(Stored records)
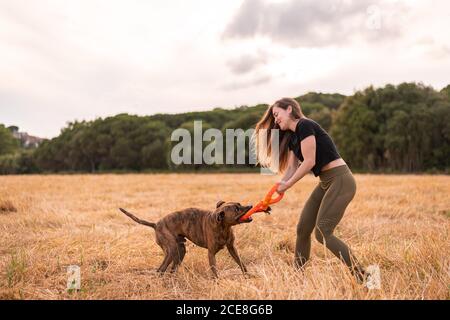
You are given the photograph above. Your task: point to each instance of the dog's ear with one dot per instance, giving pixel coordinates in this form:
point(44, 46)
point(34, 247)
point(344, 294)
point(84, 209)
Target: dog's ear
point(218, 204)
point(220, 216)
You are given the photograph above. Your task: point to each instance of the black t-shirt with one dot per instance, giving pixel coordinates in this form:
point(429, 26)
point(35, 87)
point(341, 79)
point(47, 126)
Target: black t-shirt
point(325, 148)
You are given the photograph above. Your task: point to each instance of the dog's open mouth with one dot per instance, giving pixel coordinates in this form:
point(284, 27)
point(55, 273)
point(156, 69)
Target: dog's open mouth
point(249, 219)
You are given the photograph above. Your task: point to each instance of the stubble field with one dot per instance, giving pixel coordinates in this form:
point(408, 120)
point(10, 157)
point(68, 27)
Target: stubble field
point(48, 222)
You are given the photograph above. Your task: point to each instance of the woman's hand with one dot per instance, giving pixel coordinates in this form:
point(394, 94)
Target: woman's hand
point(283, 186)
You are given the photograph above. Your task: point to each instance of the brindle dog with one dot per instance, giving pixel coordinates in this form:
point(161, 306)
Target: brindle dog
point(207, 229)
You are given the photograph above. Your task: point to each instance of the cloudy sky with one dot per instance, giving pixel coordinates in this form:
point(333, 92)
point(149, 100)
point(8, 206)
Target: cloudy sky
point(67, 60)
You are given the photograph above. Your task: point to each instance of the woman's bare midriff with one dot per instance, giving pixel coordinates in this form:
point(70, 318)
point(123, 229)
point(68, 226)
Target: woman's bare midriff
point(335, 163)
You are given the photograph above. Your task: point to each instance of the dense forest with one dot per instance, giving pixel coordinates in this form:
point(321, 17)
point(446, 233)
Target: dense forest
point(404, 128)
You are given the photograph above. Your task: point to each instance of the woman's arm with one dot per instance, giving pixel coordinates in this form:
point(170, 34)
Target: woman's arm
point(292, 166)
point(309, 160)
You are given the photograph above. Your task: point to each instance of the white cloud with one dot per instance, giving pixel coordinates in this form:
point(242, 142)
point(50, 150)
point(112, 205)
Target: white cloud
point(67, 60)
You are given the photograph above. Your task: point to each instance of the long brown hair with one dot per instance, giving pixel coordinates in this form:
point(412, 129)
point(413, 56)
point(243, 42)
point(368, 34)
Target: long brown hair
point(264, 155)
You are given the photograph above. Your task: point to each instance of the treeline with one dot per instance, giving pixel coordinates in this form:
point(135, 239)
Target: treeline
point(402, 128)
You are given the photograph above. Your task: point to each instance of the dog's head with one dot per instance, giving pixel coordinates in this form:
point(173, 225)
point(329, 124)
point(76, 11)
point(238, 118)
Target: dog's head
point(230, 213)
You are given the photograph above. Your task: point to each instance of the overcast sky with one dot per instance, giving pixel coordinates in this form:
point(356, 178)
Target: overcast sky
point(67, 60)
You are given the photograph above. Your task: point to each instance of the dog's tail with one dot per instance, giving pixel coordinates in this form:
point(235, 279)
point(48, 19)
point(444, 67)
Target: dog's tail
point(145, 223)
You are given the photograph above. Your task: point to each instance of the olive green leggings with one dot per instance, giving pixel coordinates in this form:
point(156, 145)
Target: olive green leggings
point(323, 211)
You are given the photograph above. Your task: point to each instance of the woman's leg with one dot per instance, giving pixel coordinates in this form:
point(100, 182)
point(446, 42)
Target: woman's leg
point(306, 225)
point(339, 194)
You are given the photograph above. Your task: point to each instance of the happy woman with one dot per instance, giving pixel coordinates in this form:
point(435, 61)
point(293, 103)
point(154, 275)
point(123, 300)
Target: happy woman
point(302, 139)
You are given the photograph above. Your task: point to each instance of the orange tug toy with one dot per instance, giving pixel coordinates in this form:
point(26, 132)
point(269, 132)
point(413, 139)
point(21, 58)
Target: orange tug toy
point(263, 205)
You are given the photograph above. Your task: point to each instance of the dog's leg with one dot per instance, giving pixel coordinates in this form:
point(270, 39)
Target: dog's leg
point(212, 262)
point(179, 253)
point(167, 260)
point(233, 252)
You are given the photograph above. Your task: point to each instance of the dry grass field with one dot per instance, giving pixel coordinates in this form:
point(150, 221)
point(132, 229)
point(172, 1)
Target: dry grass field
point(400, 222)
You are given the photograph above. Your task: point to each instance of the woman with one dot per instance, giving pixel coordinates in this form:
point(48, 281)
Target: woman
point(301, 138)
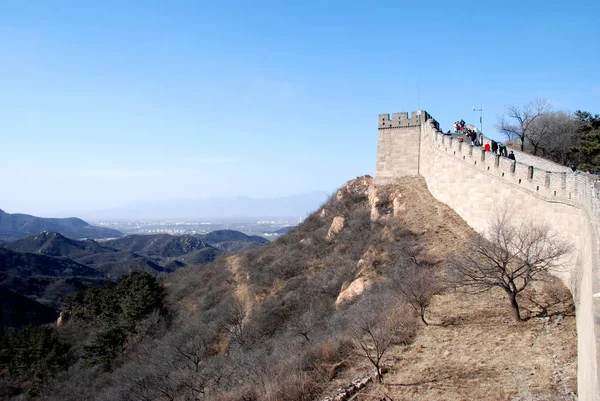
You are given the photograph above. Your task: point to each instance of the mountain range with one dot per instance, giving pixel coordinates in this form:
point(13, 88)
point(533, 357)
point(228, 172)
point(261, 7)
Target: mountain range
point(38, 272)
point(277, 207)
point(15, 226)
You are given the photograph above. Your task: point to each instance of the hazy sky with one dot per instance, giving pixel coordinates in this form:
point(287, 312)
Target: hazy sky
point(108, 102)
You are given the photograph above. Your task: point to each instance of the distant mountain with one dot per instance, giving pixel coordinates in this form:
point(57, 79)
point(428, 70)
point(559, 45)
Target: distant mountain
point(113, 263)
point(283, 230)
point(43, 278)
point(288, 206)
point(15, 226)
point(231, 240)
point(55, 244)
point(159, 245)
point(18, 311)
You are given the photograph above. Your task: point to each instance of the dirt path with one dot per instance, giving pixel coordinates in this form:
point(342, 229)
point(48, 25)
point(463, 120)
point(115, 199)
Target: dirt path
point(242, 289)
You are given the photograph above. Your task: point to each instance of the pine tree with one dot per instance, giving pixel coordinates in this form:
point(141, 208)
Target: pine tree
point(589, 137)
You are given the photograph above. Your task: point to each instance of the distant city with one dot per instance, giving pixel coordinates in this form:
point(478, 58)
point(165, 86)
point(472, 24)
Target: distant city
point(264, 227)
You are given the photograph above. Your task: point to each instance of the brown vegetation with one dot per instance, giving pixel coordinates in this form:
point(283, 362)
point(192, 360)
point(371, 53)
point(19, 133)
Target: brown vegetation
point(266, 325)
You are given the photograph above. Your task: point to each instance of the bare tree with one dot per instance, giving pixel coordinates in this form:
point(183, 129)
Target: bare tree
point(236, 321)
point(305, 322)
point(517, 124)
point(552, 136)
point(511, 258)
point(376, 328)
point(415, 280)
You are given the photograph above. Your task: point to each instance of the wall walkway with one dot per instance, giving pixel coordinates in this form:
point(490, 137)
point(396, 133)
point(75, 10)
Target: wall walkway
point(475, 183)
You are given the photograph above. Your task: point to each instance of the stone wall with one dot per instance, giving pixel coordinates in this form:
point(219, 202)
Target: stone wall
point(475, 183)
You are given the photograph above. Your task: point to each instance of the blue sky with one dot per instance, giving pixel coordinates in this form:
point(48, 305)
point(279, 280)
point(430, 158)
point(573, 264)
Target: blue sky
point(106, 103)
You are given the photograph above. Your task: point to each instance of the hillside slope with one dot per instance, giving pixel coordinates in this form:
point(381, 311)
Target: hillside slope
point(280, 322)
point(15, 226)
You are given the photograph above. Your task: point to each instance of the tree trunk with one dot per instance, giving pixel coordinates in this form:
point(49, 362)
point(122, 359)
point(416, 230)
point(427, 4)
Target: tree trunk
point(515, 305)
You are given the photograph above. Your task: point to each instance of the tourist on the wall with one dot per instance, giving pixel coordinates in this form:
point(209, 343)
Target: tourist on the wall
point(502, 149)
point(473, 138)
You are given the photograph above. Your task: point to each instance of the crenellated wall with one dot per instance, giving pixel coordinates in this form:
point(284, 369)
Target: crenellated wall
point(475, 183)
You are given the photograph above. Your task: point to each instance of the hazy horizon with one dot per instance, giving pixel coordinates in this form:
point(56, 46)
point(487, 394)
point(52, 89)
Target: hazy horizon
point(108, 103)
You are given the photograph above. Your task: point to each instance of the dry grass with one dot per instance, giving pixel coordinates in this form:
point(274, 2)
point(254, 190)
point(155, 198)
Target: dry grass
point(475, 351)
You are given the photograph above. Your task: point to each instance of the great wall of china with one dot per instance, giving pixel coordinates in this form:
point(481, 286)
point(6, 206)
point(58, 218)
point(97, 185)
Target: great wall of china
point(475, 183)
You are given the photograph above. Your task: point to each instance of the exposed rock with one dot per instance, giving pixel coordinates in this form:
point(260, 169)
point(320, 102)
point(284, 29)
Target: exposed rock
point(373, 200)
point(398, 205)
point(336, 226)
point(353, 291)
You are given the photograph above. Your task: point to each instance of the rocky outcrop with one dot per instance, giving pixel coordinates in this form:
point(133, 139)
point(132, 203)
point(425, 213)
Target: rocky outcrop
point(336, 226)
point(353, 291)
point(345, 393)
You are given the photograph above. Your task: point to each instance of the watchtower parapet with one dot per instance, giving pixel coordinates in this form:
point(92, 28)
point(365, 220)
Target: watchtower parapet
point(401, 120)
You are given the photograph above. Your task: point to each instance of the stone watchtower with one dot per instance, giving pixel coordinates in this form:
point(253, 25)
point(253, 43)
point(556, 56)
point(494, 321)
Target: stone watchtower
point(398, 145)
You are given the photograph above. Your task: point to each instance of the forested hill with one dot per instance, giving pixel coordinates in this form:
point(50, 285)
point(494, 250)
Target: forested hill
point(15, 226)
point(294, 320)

TASK PROMPT: The lines wanted are those from the one with "point(92, 28)" through the last line of the records, repeated exactly and with both ends included.

ANSWER TO THIS PROBLEM:
point(92, 28)
point(365, 220)
Target: watchtower parapet
point(401, 120)
You are given the photograph above. Your task: point to each instance of the stone watchtower with one dot per instance, giving pixel coordinates in this form:
point(253, 25)
point(253, 43)
point(556, 56)
point(494, 321)
Target: stone watchtower
point(398, 145)
You are given the photograph above. Your task: point to each instance of the forested hill with one dot per instance, giving pixel coordinates in this form:
point(50, 285)
point(494, 250)
Target: forested hill
point(15, 226)
point(294, 320)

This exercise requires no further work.